* Directions *
Identify all lines below that hold "pedestrian" and collect them.

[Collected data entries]
== Segment start ==

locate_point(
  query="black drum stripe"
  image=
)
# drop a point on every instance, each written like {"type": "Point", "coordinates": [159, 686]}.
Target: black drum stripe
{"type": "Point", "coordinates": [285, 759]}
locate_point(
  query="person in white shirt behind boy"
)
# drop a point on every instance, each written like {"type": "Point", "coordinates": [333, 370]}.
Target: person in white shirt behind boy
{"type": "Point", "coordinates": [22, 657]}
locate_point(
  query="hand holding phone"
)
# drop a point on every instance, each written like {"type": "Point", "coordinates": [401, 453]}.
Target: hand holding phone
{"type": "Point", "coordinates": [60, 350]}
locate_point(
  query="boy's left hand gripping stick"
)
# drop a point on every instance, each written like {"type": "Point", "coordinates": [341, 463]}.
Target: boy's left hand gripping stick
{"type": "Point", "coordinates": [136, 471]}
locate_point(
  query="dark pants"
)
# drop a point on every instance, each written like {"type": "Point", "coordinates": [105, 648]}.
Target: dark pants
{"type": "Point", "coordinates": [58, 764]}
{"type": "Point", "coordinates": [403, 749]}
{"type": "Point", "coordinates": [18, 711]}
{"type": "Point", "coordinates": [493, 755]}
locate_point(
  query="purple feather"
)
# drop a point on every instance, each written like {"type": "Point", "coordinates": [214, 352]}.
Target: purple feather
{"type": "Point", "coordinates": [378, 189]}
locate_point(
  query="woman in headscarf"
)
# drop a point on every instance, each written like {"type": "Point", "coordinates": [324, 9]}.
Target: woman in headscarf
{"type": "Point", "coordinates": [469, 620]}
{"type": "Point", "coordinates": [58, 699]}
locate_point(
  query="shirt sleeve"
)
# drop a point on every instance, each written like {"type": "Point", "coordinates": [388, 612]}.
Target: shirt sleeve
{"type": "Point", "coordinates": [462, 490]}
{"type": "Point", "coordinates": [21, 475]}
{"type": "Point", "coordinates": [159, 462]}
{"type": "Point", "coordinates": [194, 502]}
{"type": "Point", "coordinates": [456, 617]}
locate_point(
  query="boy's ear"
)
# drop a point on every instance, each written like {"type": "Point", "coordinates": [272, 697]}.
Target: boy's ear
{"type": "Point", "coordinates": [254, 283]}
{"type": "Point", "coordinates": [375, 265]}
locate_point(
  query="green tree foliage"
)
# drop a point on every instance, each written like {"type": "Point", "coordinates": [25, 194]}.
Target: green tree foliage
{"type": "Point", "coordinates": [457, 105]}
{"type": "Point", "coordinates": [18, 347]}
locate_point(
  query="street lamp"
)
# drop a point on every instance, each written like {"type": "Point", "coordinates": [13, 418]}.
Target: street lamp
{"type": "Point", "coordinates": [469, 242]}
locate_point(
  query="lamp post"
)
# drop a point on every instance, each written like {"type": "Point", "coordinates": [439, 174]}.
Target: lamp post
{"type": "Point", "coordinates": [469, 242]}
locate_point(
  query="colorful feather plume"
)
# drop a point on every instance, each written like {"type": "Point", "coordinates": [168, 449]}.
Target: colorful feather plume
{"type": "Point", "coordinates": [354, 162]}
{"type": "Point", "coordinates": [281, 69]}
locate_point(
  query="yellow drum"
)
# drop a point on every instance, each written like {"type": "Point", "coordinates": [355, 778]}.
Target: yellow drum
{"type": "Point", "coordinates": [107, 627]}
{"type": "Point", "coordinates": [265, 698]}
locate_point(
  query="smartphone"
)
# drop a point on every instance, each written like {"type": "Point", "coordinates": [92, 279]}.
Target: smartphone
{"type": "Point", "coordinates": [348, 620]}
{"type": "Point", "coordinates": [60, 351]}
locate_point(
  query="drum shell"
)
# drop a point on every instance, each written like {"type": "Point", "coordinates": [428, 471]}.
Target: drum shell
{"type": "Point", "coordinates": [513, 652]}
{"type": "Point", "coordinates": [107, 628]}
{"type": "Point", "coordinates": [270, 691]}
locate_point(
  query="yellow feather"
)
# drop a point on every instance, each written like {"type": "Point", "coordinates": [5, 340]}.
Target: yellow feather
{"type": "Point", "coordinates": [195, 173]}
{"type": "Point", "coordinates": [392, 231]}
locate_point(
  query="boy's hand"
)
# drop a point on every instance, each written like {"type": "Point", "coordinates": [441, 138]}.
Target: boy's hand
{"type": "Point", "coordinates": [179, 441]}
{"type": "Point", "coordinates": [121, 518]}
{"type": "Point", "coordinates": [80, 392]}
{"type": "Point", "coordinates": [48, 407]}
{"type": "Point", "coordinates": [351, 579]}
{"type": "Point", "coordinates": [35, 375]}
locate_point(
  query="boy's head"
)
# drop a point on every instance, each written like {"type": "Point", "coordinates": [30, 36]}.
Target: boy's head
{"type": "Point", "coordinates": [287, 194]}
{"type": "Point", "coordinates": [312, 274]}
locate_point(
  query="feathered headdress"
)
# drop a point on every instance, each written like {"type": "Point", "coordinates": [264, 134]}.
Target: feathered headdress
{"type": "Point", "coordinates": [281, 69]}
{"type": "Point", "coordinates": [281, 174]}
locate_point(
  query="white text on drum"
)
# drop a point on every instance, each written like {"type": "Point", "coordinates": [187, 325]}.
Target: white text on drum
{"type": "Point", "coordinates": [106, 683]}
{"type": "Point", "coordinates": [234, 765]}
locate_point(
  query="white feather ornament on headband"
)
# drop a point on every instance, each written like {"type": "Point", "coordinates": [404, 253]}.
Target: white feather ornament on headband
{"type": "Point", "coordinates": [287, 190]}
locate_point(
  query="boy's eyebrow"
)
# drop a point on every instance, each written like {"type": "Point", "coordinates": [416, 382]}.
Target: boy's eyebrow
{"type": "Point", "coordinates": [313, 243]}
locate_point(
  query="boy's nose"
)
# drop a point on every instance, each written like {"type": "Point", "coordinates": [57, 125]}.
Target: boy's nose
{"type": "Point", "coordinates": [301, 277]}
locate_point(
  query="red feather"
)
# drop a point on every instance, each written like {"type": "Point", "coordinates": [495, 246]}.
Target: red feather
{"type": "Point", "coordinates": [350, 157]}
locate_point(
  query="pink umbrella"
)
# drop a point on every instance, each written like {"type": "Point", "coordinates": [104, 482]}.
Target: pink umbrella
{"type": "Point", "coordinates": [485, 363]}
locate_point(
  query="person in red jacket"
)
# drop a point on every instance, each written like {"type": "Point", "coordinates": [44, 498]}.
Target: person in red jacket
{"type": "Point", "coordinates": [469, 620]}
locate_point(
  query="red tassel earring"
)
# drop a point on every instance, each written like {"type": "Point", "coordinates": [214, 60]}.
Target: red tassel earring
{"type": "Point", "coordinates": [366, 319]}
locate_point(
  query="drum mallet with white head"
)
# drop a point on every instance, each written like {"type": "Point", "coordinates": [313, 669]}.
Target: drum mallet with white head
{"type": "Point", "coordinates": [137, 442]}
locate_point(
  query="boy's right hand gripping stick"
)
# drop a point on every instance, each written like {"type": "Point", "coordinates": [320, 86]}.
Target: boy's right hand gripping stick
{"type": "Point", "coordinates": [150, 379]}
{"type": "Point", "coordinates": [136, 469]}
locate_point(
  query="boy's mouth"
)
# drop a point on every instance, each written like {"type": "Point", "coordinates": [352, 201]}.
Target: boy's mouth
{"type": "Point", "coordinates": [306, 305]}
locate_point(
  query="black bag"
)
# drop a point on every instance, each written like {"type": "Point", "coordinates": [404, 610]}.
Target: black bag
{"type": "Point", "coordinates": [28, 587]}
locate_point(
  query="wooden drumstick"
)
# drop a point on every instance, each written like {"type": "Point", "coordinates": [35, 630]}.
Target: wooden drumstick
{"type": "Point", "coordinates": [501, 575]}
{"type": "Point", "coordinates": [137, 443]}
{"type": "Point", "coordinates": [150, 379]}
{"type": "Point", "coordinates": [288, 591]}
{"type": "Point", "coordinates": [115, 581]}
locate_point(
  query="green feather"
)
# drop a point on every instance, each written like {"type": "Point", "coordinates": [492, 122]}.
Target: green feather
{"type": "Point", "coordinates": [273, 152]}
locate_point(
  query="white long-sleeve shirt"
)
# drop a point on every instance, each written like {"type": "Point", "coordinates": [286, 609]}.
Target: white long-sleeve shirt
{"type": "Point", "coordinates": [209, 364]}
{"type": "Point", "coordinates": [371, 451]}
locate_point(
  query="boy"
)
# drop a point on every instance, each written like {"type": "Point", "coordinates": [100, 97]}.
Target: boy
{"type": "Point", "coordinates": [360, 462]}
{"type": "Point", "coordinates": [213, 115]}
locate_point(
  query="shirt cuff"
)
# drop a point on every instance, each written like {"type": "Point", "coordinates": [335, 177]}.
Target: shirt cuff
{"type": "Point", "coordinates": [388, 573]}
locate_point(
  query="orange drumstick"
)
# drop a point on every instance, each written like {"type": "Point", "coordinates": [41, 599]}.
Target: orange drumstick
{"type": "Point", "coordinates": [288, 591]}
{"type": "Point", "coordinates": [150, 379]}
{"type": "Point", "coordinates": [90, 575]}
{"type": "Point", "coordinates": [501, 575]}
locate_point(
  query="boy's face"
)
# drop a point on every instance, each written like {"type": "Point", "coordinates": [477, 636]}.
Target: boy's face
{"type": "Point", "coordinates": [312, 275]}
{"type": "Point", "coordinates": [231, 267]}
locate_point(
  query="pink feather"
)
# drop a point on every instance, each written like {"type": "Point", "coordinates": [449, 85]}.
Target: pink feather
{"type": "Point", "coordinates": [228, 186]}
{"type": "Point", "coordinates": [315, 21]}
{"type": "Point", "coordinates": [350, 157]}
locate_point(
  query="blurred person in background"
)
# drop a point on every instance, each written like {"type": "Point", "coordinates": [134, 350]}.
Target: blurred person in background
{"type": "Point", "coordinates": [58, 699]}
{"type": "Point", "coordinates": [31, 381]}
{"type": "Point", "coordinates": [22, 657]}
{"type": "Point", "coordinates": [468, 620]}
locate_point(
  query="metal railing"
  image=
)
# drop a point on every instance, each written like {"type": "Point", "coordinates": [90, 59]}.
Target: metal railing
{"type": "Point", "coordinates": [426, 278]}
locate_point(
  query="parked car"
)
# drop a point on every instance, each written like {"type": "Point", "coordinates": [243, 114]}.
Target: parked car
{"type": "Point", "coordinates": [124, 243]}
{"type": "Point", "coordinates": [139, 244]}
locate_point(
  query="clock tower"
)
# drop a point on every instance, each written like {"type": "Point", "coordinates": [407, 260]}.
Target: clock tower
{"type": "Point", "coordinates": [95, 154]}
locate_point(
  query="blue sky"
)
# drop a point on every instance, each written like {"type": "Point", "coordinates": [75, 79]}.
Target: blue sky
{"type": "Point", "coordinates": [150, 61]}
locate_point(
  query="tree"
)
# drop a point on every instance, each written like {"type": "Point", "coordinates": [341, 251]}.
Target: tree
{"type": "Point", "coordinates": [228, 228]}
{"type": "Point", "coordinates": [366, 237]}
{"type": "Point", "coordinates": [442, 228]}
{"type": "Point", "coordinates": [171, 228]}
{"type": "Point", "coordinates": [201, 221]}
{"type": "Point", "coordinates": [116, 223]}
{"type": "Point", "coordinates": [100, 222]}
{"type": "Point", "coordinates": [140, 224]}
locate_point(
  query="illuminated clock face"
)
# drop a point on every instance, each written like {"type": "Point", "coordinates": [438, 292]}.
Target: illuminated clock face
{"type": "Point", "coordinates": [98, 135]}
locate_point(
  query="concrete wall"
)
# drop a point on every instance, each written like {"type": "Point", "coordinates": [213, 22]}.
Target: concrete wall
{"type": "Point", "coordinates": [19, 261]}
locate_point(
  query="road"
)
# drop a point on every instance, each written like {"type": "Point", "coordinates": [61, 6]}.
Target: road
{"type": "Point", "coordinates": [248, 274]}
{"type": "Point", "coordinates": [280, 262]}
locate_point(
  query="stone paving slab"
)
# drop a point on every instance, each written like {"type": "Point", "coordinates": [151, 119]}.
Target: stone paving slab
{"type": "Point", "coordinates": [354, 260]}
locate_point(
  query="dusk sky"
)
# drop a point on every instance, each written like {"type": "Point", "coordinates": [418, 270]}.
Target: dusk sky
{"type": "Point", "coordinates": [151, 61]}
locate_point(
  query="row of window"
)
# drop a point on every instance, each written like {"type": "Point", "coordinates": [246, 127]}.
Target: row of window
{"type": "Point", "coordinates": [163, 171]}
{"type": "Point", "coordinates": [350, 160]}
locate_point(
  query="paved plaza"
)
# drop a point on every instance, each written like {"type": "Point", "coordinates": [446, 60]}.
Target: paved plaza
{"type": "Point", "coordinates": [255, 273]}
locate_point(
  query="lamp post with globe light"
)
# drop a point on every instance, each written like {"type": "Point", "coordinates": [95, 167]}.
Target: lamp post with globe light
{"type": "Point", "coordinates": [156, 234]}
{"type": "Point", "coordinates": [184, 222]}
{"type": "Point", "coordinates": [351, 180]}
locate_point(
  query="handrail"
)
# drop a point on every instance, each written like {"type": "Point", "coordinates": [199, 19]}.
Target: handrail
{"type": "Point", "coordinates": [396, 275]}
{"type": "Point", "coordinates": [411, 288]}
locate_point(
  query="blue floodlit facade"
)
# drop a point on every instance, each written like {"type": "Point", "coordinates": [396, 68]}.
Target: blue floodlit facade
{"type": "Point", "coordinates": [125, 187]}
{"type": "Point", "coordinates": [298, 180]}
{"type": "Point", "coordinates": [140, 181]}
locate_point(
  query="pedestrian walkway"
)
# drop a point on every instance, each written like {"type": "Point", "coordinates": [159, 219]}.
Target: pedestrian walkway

== Segment end ==

* Answer area *
  query="pedestrian walkway"
Target: pedestrian walkway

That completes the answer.